**Instructions to follow**
Reproduce each of the entries that follow, exactly.

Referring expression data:
========================

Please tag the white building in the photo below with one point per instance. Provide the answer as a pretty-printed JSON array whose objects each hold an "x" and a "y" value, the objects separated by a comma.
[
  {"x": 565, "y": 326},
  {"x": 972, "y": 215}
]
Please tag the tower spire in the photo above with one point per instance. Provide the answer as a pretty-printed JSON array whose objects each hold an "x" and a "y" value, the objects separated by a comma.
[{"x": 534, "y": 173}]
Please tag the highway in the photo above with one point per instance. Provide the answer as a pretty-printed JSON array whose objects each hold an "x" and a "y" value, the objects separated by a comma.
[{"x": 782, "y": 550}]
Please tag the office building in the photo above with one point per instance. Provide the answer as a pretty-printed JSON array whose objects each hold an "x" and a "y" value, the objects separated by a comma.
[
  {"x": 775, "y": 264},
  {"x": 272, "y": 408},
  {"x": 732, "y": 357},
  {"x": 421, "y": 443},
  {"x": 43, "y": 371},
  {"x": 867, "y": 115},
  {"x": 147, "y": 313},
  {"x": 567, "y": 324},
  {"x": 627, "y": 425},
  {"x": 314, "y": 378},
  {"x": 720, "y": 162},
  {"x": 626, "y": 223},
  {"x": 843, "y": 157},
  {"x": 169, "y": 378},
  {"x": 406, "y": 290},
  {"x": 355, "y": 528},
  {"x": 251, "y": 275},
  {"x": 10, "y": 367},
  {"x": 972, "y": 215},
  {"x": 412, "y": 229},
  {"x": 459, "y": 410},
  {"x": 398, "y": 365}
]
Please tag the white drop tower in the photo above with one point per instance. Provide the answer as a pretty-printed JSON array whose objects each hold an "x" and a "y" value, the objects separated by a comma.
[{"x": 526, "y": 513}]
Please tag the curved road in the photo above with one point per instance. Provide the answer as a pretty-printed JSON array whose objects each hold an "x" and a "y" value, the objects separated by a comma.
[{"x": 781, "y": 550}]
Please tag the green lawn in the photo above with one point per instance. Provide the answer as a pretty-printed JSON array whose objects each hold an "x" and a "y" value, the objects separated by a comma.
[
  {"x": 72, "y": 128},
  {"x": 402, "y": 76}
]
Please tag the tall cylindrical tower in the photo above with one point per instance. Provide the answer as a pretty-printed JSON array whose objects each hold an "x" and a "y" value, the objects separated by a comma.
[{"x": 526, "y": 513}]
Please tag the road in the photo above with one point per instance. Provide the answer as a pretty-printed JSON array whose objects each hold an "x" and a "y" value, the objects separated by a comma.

========================

**Expected answer**
Please tag the white building in the photo below with one point per instance. Provide the answer as a pretty-printed JSON array whose objects each hold an "x" and a "y" value, the objects separated by a comma.
[
  {"x": 565, "y": 326},
  {"x": 972, "y": 215}
]
Please tag the tower spire in the photo above with one point per instance. Provide the answer as a pretty-printed JSON array whose objects each hold an "x" and a "y" value, the objects separated by a comma.
[{"x": 534, "y": 173}]
Please tag the highway in the photo above with one point per instance. Provide the answer as a pretty-printed JSON array whose objects each hold an "x" and a "y" value, the objects separated by a comma.
[{"x": 782, "y": 550}]
Please tag the office building in the photo above with one point per instance. Provide the answer as a pretty-printed JSON array whose objects each hold an "x" and a "y" value, the objects separated by a comma.
[
  {"x": 775, "y": 264},
  {"x": 272, "y": 408},
  {"x": 732, "y": 357},
  {"x": 421, "y": 443},
  {"x": 43, "y": 371},
  {"x": 867, "y": 115},
  {"x": 147, "y": 313},
  {"x": 567, "y": 324},
  {"x": 627, "y": 425},
  {"x": 314, "y": 378},
  {"x": 720, "y": 162},
  {"x": 626, "y": 223},
  {"x": 843, "y": 157},
  {"x": 169, "y": 378},
  {"x": 406, "y": 290},
  {"x": 355, "y": 528},
  {"x": 251, "y": 275},
  {"x": 10, "y": 367},
  {"x": 972, "y": 215},
  {"x": 412, "y": 229},
  {"x": 459, "y": 410},
  {"x": 398, "y": 365}
]
Please tag the white drop tower in the photo above with one point per instance. Provide the answer as a pretty-printed JSON array whose objects each hold an "x" and a "y" value, the objects separated by a comma.
[{"x": 526, "y": 513}]
Please tag the curved road in the photo above with one point per instance. Provide the answer as a pretty-printed JSON array whose objects each hold an "x" and a "y" value, the objects separated by a comma.
[{"x": 781, "y": 550}]
Please tag the green lawn in the photo above with one point per instance. Provide the answer as a pretty-printed JSON array whose objects each hold an "x" and a "y" value, the objects separated by a comma.
[
  {"x": 72, "y": 128},
  {"x": 402, "y": 76}
]
Please tag the tall cylindrical tower in the photo above with one point per instance. Provide the answer as a pretty-printed JSON array whose objects each hold an "x" and a "y" value, the objects separated by a comma.
[{"x": 526, "y": 513}]
Please tag the road in the photo above with one point per instance. Provide the answer as a pretty-printed JSON array whose objects each hold an "x" and a "y" value, the objects separated by a comma.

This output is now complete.